THE REQUEST
Copy the data below exactly.

═════ DATA SHOWN

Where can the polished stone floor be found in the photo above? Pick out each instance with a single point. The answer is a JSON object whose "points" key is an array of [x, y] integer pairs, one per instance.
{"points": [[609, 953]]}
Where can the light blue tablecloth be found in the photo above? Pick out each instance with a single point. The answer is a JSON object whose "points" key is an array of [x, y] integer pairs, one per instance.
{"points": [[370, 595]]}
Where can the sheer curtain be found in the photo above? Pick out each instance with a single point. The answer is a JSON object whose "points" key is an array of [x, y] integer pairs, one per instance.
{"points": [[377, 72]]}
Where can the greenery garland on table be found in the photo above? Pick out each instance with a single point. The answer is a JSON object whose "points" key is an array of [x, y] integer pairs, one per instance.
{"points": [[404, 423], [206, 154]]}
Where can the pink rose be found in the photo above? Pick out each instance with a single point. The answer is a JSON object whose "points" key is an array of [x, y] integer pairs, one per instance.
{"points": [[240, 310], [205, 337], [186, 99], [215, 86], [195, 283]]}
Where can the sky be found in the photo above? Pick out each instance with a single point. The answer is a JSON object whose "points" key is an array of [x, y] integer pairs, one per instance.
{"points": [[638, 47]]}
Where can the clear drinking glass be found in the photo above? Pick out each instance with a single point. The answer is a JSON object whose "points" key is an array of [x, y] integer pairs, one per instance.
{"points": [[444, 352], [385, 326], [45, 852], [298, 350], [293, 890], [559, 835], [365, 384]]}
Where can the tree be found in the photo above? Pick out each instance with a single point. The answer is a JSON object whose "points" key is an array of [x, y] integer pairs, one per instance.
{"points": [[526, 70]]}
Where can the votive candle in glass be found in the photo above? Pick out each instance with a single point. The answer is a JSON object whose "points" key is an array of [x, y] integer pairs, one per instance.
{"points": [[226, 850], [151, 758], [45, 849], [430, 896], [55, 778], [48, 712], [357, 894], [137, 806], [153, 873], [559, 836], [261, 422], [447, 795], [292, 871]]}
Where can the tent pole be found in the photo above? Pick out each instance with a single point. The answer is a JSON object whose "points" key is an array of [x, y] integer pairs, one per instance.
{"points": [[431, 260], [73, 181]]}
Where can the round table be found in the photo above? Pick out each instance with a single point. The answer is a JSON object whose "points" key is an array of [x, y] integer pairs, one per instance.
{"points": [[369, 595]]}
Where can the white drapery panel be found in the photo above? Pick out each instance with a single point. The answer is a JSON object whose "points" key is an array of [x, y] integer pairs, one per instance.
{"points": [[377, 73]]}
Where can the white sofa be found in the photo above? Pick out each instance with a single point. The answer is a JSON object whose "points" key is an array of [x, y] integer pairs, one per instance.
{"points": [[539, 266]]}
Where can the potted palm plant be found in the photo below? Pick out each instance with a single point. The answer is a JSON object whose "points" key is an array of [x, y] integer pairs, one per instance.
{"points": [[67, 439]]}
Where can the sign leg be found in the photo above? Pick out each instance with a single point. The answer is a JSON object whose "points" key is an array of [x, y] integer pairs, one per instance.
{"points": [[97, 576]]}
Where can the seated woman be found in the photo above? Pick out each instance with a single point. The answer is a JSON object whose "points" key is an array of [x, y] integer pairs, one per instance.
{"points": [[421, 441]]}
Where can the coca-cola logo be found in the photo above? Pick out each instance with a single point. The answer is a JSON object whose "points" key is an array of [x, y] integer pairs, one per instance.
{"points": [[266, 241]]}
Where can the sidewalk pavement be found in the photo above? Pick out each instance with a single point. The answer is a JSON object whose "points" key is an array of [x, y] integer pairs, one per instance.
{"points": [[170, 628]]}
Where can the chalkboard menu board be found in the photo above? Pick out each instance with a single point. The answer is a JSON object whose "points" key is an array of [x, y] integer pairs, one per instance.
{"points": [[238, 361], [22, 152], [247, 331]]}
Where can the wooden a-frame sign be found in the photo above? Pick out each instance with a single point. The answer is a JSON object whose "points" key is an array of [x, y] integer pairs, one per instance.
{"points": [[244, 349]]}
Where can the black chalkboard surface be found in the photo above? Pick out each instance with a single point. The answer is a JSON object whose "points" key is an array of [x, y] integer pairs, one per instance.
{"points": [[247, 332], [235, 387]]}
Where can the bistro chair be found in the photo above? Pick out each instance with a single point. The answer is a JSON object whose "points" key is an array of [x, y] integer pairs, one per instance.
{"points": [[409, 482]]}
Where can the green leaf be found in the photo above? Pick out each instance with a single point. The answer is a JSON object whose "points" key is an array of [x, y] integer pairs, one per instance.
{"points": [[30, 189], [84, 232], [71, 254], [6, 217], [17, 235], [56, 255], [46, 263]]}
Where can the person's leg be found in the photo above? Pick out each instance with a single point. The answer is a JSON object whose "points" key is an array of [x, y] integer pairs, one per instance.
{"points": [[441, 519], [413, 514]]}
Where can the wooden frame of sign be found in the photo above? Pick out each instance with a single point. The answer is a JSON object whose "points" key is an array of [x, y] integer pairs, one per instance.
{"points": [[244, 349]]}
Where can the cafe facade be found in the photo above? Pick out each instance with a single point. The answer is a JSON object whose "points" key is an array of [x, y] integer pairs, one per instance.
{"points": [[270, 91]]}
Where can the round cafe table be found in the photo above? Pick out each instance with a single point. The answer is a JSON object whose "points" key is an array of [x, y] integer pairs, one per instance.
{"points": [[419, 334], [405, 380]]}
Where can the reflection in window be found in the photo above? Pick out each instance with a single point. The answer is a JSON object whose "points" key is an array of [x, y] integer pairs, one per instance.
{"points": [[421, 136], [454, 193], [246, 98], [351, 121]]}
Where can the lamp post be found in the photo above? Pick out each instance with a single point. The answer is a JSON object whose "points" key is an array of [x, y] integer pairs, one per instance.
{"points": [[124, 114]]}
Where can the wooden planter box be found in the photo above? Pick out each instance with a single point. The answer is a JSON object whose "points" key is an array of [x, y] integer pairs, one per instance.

══════════

RESPONSE
Where can the polished stone floor be found in the photo above? Pick out each instance with a single point. The answer is a JSON object whose "points" key is an array of [x, y] integer pairs, one per instance.
{"points": [[609, 953]]}
Where can the light blue tablecloth be found in the photo above? Pick out each instance with a single point. The answer is a JSON object whose "points" key is an array of [x, y] integer pairs, one per instance.
{"points": [[370, 595]]}
Where can the sheer curtain be found in the photo above? Pick out each instance with a single point. The answer is a JSON object whose "points" key is an array of [x, y] integer pairs, one per instance.
{"points": [[377, 72]]}
Where can the greenery garland on table be found in the photo above? Pick out each instance with a single point. The answer is a JSON object whose "points" key is an array of [x, y] integer pairs, one per instance.
{"points": [[404, 423], [206, 154]]}
Where can the pink rose be found in the photo above? Pick out each instance with a single point. The answer is a JSON object whose "points" key is an array of [x, y] integer pairs, one per instance.
{"points": [[240, 310], [205, 337], [186, 99], [215, 86], [195, 283]]}
Where can the sky be found in the photo above? Pick out each instance with a single point. The answer is a JSON object whose "points" key is an array of [x, y] integer pairs, one per instance.
{"points": [[638, 47]]}
Where can the clear drinking glass be found in the photo above? Pick out each instance with a single point. The answer is a JSON object whose "points" key is an array of [x, y] integer pairs, one per instance.
{"points": [[444, 352], [385, 326], [45, 852], [298, 350], [293, 890], [559, 835], [365, 384]]}
Where can the tree be found in the photo above? Pick out each instance with a single point. The answer is a JSON object whose "points" key is an array of [x, y] integer pairs, one per instance.
{"points": [[526, 70]]}
Where can the votive candle in glass be found in the photo above? Pick out each instance with a single point. The answer is a JSON object whose "points" key is an array of [x, y] integer pairs, one per instance.
{"points": [[226, 850], [151, 758], [45, 849], [430, 896], [55, 778], [48, 712], [357, 894], [137, 806], [153, 873], [559, 836], [261, 422], [447, 795], [292, 871]]}
Where can the tent pole be found in the photo above? Pick out each instance with a single point. The answer is a JSON object whose "points" key is an array of [x, y] integer pairs, one per instance.
{"points": [[431, 260], [73, 181]]}
Where can the round table be found in the photo above? Pick out each instance with a single point. The answer is a JSON object whose "points" key is an array of [x, y] integer pairs, one per instance.
{"points": [[369, 595]]}
Where can the white drapery panel be found in the photo above? Pick out each instance with a single point. The answer is a JSON object whose "points" key is an array of [x, y] integer pairs, one per instance.
{"points": [[377, 73]]}
Where can the white sofa be found in the photo above? Pick out each instance with a single point. The answer is a JSON object whose "points" key is an array of [x, y] integer pairs, one per instance.
{"points": [[539, 266]]}
Where can the potted palm plant be found in the photo below? Pick out each instance with a single point. The answer is a JSON object whose "points" key is an array of [x, y] integer pairs, one per instance.
{"points": [[67, 439]]}
Where can the sign leg be found in the photo above? Pick out each instance with a single point. The answer is a JSON object whose "points" key is an array of [x, y] integer pairs, one per instance.
{"points": [[97, 576]]}
Where can the seated woman be found in the photo above? Pick out each instance with a single point. The answer is a JSON object whose "points" key is an array of [x, y] integer pairs, one per instance.
{"points": [[421, 441]]}
Where can the coca-cola logo be found in the photo above? Pick out each instance with a single point. The answer is a JSON object whose "points" key is an array of [x, y] integer pairs, one per instance.
{"points": [[266, 241]]}
Where can the sidewalk pavement be found in the photo above? Pick out each instance with a single point. The answer is a JSON object whose "points" key is an array of [x, y] integer pairs, one per instance.
{"points": [[170, 628]]}
Where can the chalkboard menu board be found in the photo above? Pick out each instance with a single point. The answer is a JSON object whose "points" key is an array of [x, y] integer pairs, one per instance.
{"points": [[238, 361], [22, 152], [247, 331]]}
Where can the wooden a-frame sign be found in the photo above? Pick out each instance with a single point. The answer is a JSON object whose "points" key is an array of [x, y] integer pairs, one per instance.
{"points": [[244, 349]]}
Where can the black chalkboard surface be found in the photo above? Pick out each instance with a single point. The answer is a JSON object whose "points" key is an array of [x, y] integer pairs, one per instance.
{"points": [[247, 332], [235, 387]]}
Where can the bistro chair be found in the photo above? Pick out each instance with a single point. The answer is a JSON object whose "points" key is an array of [x, y] integer pairs, one per instance.
{"points": [[409, 482]]}
Where can the green leaf be found in the photo above? Pick out each instance with a single point. The answer is a JSON object whose "points" key is an array of [x, y] integer pairs, one per instance.
{"points": [[30, 189], [84, 232], [71, 254], [6, 217], [17, 235], [56, 255], [46, 263]]}
Where can the person's leg be found in the photo above? Pick out each instance with a single point. The answer is a JSON object whose "points" key is an array of [x, y] integer pairs, one per instance.
{"points": [[441, 519], [413, 514]]}
Where can the wooden frame of sign be found in the photo above? Pick out each instance with a single point. The answer is a JSON object whose "points" key is an array of [x, y] integer pairs, one per instance.
{"points": [[244, 349]]}
Where can the cafe facade be found in the photo above? Pick out each instance with a single point. The answer is a JSON object whose "points" key is an array of [x, y] integer pairs, one per instance.
{"points": [[270, 91]]}
Where can the round cafe table be found in the photo above? Pick out each instance with a single point. The answer is a JSON object whose "points" key is an array of [x, y] integer pairs, one per instance.
{"points": [[419, 334], [405, 380]]}
Where can the reflection in window be found in the photo above? Pick out each instance with a single point. The answer is a JSON object whose "points" key is an array of [x, y] integer pairs, one per instance.
{"points": [[421, 136], [454, 193], [246, 98], [351, 121]]}
Where can the lamp post be found in the photo above? Pick out each instance with a single point. The answer is a JSON object whose "points" key is an array of [x, y] integer pairs, one per instance.
{"points": [[124, 114]]}
Where can the wooden planter box be found in the photo above? Pick out each instance with a single point. The answer is a JSON object whose "points" key is an array of [x, y] integer pairs, one per instance.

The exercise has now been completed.